### TASK STATEMENT
Show every line of the listing below that contains the string "yellow".

Point placement records:

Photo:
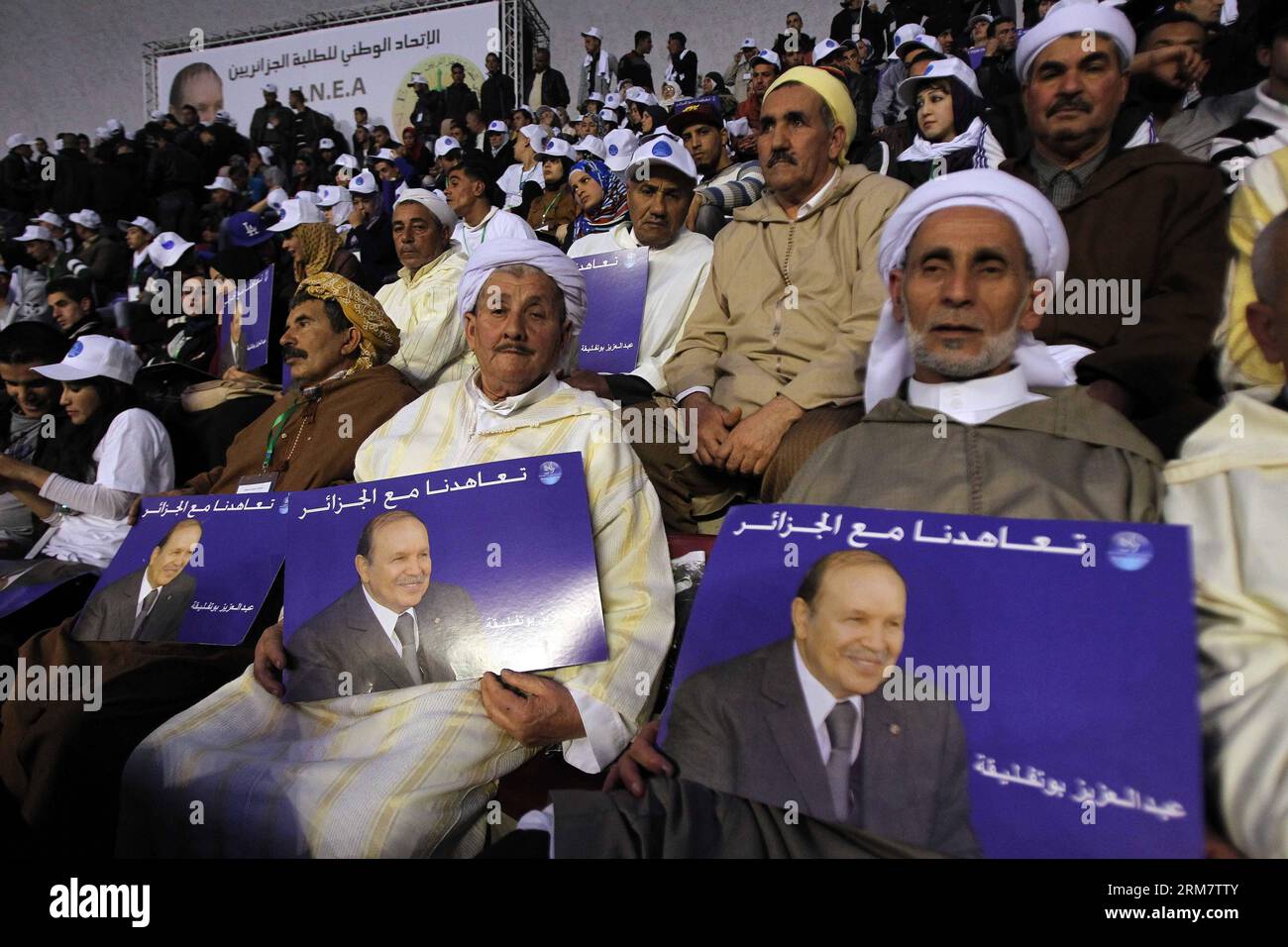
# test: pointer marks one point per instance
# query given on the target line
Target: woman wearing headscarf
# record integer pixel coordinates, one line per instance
(554, 210)
(951, 131)
(318, 249)
(600, 195)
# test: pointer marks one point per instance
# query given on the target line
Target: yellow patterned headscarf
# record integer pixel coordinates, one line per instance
(314, 247)
(378, 334)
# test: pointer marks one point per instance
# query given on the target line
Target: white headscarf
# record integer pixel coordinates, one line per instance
(1042, 232)
(1073, 18)
(503, 253)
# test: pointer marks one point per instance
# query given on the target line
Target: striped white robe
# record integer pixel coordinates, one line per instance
(407, 772)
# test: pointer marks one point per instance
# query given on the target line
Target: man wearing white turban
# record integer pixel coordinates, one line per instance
(1010, 436)
(1141, 217)
(420, 764)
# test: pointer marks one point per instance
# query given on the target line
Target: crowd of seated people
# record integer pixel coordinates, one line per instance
(1061, 243)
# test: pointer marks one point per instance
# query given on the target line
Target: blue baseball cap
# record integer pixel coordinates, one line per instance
(246, 230)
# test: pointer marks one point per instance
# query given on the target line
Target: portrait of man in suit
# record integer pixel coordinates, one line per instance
(393, 629)
(151, 603)
(805, 719)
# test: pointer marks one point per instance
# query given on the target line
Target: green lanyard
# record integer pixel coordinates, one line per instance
(275, 432)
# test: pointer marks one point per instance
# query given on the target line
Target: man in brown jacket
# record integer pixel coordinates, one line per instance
(772, 357)
(1141, 217)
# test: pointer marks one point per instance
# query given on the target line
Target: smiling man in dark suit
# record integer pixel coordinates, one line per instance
(151, 603)
(393, 629)
(802, 725)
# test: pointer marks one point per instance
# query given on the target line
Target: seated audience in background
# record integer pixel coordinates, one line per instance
(772, 357)
(372, 235)
(1261, 196)
(1228, 486)
(72, 304)
(476, 200)
(722, 183)
(522, 303)
(600, 195)
(965, 411)
(952, 134)
(1141, 217)
(1263, 128)
(108, 454)
(421, 300)
(1168, 63)
(660, 192)
(527, 142)
(31, 419)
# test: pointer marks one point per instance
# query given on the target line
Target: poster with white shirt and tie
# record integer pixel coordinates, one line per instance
(192, 569)
(616, 290)
(1030, 682)
(439, 578)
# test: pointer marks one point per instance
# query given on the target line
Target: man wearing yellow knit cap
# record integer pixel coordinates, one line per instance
(773, 356)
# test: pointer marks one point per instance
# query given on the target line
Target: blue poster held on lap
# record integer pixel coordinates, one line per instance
(1067, 648)
(616, 285)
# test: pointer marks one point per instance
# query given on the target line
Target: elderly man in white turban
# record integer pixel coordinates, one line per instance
(772, 357)
(1146, 224)
(421, 302)
(966, 260)
(410, 772)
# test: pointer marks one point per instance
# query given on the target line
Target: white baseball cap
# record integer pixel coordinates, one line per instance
(665, 149)
(823, 50)
(94, 356)
(37, 232)
(296, 211)
(918, 42)
(167, 248)
(86, 218)
(330, 195)
(941, 68)
(555, 147)
(443, 145)
(619, 146)
(592, 145)
(638, 93)
(142, 223)
(536, 136)
(364, 183)
(902, 35)
(434, 201)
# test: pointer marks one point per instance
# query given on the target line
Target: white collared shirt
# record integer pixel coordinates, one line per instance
(819, 702)
(975, 401)
(816, 197)
(387, 617)
(145, 587)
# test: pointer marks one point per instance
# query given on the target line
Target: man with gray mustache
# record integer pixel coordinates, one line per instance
(1138, 214)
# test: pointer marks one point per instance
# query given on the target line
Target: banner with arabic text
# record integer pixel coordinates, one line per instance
(493, 567)
(192, 569)
(1068, 648)
(616, 287)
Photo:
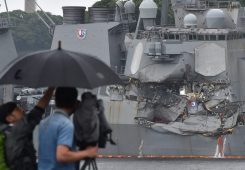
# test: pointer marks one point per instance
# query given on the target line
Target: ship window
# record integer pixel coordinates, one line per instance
(240, 35)
(229, 37)
(177, 36)
(207, 38)
(200, 37)
(194, 37)
(212, 37)
(171, 36)
(221, 37)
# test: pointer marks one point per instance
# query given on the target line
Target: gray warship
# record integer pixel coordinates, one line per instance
(8, 53)
(184, 84)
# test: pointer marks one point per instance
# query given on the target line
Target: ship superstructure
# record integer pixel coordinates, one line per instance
(185, 83)
(8, 53)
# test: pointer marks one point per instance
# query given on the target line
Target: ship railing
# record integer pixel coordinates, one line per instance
(190, 36)
(206, 4)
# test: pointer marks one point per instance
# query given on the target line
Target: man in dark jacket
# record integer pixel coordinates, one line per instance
(19, 149)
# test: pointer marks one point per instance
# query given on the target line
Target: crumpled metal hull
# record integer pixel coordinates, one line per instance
(133, 140)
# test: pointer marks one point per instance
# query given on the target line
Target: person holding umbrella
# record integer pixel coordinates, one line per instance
(19, 127)
(56, 135)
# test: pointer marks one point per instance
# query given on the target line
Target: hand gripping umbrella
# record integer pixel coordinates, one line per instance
(59, 68)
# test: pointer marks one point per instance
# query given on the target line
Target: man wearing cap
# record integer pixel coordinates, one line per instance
(19, 149)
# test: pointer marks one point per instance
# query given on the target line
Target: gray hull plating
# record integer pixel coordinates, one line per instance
(133, 140)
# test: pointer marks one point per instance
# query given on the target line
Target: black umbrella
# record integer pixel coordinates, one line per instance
(59, 68)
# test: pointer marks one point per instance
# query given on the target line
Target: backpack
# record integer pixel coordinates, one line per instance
(91, 128)
(3, 162)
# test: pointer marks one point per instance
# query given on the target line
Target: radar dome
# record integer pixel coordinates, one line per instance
(129, 7)
(190, 20)
(215, 18)
(148, 9)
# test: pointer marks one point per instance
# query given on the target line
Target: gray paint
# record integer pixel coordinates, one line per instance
(164, 61)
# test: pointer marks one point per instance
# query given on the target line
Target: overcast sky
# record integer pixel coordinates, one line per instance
(53, 6)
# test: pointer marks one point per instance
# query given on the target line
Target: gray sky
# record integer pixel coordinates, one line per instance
(53, 6)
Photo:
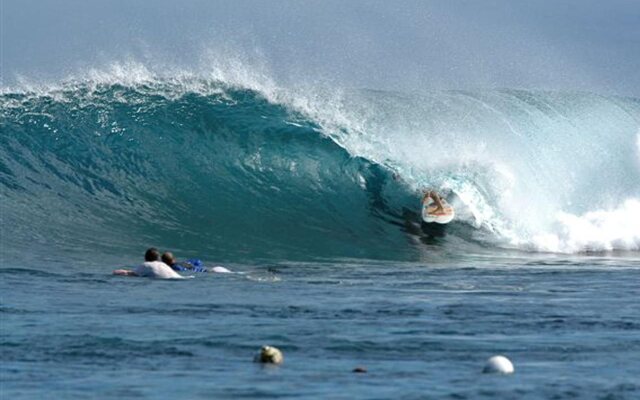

### RESULT OF THIS EXERCISE
Target: yellow patterned headscarf
Target: man wearing yellow knit cap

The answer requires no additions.